(WRITTEN REQUEST):
Write out everything in the material from the line containing "find every door" down through its last line, shifting every coordinate in the answers by adding 63. Leave all other lines unchanged.

(TASK INPUTS):
[Begin]

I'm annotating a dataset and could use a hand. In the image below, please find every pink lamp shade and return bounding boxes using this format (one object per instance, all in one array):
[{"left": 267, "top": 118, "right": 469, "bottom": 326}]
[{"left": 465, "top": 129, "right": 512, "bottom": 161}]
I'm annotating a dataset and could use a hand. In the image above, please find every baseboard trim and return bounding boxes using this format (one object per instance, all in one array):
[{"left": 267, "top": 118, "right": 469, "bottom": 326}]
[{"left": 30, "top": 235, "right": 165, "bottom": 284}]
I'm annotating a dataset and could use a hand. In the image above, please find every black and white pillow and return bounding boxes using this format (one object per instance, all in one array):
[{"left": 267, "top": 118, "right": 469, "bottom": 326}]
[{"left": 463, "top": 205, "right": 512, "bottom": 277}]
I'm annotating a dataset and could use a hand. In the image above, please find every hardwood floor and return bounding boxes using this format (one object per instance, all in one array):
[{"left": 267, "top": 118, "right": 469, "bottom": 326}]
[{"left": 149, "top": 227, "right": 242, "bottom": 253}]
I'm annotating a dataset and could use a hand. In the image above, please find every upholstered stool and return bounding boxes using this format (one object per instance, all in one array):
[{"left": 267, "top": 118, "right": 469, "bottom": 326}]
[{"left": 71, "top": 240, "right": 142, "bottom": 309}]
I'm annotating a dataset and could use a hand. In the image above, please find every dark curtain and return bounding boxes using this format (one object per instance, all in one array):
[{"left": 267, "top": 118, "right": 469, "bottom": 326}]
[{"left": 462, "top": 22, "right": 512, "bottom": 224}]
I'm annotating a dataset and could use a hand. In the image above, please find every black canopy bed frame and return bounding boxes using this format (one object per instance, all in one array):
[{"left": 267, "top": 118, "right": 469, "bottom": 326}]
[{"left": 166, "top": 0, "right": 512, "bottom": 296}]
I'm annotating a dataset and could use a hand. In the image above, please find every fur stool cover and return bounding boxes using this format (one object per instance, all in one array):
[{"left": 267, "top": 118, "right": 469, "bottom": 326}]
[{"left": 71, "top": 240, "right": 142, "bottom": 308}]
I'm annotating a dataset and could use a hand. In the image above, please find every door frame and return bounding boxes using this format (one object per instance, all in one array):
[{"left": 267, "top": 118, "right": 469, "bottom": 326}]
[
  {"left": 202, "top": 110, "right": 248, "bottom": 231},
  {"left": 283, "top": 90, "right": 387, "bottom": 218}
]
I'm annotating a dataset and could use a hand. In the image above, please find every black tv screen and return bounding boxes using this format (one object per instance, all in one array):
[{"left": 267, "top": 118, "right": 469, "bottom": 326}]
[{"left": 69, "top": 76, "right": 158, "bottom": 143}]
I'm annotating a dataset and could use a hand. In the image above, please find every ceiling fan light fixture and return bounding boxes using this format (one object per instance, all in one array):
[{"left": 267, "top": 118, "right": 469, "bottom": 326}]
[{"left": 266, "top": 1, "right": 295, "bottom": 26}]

[End]

(OUTPUT BELOW):
I'm annotating a dataset and could use a hand. In the image above, please find every door frame and return bounding boxes using this format (one object per instance, all in one array):
[{"left": 267, "top": 118, "right": 469, "bottom": 326}]
[
  {"left": 265, "top": 173, "right": 311, "bottom": 294},
  {"left": 346, "top": 153, "right": 450, "bottom": 281}
]
I'm annotating a dataset and could use a hand. In the image above, please find every black tv screen and return bounding boxes using this format (one object per instance, all in one array):
[{"left": 267, "top": 118, "right": 469, "bottom": 326}]
[{"left": 132, "top": 139, "right": 221, "bottom": 206}]
I'm annotating a dataset and could use a hand. In the image above, please find every ceiling fan light fixture and return bounding boxes using this format (one object per instance, all in one array):
[{"left": 267, "top": 118, "right": 469, "bottom": 326}]
[{"left": 329, "top": 64, "right": 358, "bottom": 89}]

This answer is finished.